● Work request:
Please return every entry below exactly as written, without any of its pictures.

● Source material:
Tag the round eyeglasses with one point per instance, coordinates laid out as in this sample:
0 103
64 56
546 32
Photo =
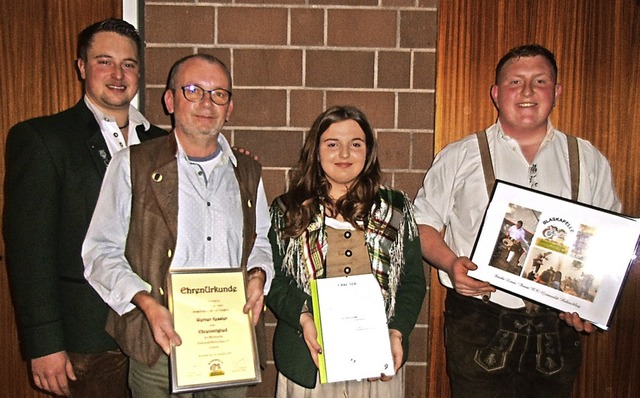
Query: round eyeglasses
195 93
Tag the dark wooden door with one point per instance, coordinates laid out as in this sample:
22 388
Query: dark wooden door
37 77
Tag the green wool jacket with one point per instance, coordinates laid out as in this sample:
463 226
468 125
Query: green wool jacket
286 299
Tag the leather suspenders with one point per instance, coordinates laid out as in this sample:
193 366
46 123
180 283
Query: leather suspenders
490 177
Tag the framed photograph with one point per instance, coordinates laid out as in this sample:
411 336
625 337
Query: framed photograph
218 340
559 253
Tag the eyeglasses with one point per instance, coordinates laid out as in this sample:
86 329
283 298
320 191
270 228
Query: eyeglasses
195 93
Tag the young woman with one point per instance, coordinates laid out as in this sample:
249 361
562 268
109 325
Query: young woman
337 219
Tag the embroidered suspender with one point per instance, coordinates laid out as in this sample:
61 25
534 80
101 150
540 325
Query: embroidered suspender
489 175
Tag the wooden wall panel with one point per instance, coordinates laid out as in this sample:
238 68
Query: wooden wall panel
37 76
598 53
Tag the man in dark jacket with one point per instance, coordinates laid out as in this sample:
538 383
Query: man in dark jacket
54 170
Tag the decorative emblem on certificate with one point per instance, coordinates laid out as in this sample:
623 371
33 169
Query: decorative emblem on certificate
218 340
570 256
352 328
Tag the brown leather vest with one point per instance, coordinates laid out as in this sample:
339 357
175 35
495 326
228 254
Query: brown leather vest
151 240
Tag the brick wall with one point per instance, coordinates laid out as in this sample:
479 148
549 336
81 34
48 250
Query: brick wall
290 60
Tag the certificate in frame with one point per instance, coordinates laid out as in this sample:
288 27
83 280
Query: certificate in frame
218 340
576 256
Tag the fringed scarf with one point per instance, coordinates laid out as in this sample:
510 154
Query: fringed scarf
304 256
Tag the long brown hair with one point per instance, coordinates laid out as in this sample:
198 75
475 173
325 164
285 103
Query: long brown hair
308 184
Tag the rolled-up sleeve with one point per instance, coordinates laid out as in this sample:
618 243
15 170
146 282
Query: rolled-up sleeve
106 268
261 255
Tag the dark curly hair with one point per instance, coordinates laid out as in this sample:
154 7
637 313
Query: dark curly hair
308 184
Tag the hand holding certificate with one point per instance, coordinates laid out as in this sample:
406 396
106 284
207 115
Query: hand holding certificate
352 328
218 340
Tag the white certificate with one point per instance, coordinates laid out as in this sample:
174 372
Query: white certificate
352 328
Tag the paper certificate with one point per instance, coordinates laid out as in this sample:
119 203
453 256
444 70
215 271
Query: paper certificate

● Reply to the task:
Tag the round eyeglasses with one point per instance, coordinates laid out as in this sample:
0 103
64 56
546 32
Photo =
Query: round eyeglasses
195 93
Tag the dark wooden door with one point per instance, coordinates laid out as in this sample:
22 388
Query: dark wooden door
37 77
Tag the green wool jacket with one point per instance, coordinates laid out as in this sample:
463 226
468 125
Query: green wool jacket
286 299
Tag the leather suspenders with one point per instance, coordinates laid out as in this sample:
193 366
46 123
180 283
Query: leather suspenders
490 177
Tag the framed photograph with one point per instance, coordinates laid out as in this sample:
411 336
625 337
Query: framed photograph
218 340
559 253
Tag the eyeglasses with one point per instance, coordinates laid out as in this sample:
86 329
283 298
320 191
270 228
Query: eyeglasses
195 93
Tag the young woman with one point per instance, coordinates laid out as in this sample:
249 361
562 268
109 325
Query: young woman
337 219
Tag the embroidered suspender with one point per instance, coordinates laid out as in this sample:
61 25
534 80
101 150
540 325
Query: embroidered suspender
489 175
Tag the wooden wall panel with one point per instance, coordinates laid out as in this sample:
238 68
Query: wooden wall panel
37 76
598 53
Tag the man in dark jacket with one point per instance, coordinates laid out as in this sample:
538 383
Query: man in dark jacket
54 170
Tag the decorative emblem on certificate with one point per instance, coordinates laid out as in this sample:
623 371
33 169
Query: decorative emblem on certificate
218 340
570 256
352 328
Tag the brown leather vest with one point per instance, coordinates laid out as in this sample:
339 357
175 35
495 326
228 254
Query: brown leather vest
151 240
Tag the brick wall with one point per instance, coordinates laid out as in this sample:
479 148
549 336
81 34
48 250
Query: brick wall
290 60
Tag the certificate in frame with one point per instance, coordinates laid out as in this sample:
288 27
83 280
Query: certificate in frame
218 340
576 256
Tag the fringed scarf with one point per instance, coordinates laid out as in this sample:
510 154
Query: fringed scarf
304 256
Tag the long brown hair with one point per instance, coordinates laid out as in this sample:
198 75
475 173
325 164
285 103
Query: long brown hair
308 184
Tag the rolled-up sleeve with one point per instance, coordinates laid out as in this sample:
618 243
15 170
146 282
Query: rolled-up sleeve
106 268
261 255
Tag the dark curly hair with one point per instance, coordinates laid out as in this sample:
154 7
637 313
Query: dark curly hair
308 184
Tag the hand holding certificate with one point per instance, coordinates laid out as in this sample:
406 396
106 284
207 115
Query: hand holding certificate
352 328
218 340
Tag the white certificate with one point per instance, coordinates laid out as in this sample:
174 372
Query: white certificate
352 328
Tag the paper certificate with one point per instance, coordinates laid out as in this sample:
119 203
453 256
444 70
215 271
Query: paper certificate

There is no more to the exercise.